▶ Exercise description: Transcribe the stretch of entries below from the line with "Q: Pick out each instance of the concrete overpass" through the line with "Q: Pick out each instance of the truck headlight", exactly and with both ends included; leave out all other lines.

▶ Data supplied:
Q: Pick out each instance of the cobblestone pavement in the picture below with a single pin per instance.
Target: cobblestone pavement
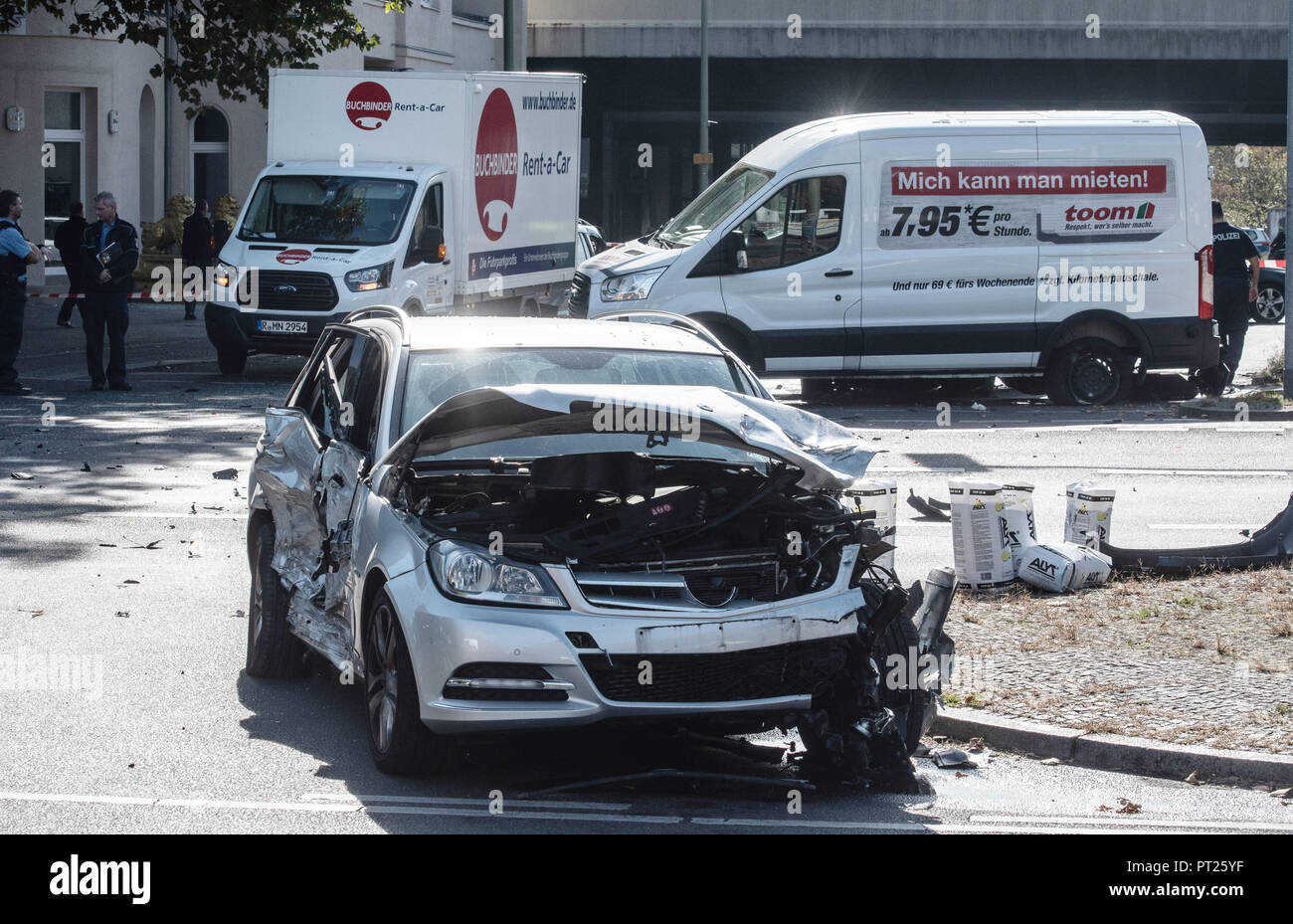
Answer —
...
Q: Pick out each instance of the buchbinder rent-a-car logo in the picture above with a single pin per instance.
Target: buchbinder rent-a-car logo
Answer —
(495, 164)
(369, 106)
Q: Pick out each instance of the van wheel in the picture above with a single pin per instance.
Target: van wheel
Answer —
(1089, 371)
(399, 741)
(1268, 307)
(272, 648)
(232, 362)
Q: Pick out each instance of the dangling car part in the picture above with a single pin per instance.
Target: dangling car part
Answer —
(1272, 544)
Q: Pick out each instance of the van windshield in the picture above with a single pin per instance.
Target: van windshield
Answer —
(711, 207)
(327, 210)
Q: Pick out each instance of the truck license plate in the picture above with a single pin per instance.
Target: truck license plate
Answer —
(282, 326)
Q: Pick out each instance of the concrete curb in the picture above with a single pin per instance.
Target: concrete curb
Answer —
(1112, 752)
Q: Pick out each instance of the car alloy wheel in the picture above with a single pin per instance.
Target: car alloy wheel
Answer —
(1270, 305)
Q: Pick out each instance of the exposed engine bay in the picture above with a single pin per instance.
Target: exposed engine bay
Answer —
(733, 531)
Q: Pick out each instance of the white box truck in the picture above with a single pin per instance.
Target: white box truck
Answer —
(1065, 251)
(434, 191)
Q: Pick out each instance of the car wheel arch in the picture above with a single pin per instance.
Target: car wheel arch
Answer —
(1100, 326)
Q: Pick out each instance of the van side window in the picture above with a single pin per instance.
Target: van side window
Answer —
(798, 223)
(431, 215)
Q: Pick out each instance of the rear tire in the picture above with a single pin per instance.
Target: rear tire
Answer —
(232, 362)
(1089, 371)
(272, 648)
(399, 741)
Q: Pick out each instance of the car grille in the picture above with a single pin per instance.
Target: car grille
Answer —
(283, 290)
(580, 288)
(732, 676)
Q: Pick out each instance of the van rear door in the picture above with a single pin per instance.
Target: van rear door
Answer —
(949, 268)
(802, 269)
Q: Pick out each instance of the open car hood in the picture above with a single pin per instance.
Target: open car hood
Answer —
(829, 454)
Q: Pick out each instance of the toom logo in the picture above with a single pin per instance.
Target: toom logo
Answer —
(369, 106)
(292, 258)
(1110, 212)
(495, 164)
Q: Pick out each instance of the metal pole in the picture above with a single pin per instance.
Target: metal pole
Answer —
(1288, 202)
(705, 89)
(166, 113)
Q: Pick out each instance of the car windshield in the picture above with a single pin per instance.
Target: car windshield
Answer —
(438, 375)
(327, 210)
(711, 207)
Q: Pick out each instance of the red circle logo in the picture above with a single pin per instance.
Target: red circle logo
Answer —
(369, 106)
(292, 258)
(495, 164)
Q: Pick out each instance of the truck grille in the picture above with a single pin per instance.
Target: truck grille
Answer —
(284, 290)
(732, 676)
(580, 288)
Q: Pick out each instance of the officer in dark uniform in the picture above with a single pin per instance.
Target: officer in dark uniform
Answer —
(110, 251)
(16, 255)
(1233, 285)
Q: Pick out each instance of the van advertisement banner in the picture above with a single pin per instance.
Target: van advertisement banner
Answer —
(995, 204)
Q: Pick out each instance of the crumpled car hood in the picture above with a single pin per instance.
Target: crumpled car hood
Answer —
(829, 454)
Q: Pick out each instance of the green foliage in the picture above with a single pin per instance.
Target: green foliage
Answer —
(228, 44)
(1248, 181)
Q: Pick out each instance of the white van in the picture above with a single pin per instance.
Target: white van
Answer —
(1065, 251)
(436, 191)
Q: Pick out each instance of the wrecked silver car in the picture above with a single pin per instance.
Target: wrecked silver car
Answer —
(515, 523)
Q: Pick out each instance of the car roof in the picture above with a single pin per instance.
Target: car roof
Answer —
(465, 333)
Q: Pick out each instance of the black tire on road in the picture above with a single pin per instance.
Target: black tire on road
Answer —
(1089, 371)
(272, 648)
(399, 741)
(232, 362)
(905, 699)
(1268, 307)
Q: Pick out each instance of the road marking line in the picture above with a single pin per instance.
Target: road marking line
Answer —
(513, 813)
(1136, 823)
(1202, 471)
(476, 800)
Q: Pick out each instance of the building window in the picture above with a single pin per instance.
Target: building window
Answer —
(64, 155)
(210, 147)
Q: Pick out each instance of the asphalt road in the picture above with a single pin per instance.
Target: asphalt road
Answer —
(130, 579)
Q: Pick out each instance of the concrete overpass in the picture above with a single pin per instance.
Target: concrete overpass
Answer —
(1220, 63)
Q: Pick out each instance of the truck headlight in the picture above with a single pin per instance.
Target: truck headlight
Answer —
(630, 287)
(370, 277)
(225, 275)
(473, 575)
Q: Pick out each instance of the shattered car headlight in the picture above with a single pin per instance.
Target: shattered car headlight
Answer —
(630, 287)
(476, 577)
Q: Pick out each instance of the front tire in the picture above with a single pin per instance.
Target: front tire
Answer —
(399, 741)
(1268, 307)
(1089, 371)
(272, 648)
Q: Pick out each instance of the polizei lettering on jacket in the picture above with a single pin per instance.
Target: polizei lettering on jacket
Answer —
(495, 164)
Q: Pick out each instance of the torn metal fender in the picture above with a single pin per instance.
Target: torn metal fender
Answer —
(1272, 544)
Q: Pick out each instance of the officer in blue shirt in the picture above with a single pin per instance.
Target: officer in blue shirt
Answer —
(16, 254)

▶ Exercise answer:
Q: Pick out each instance of the concrete overpass in the picture above with a single pin per instance.
Target: concrete overpass
Answer —
(1220, 63)
Q: Pick out each instance of the truck headlight in the picture above with a single pin per instance.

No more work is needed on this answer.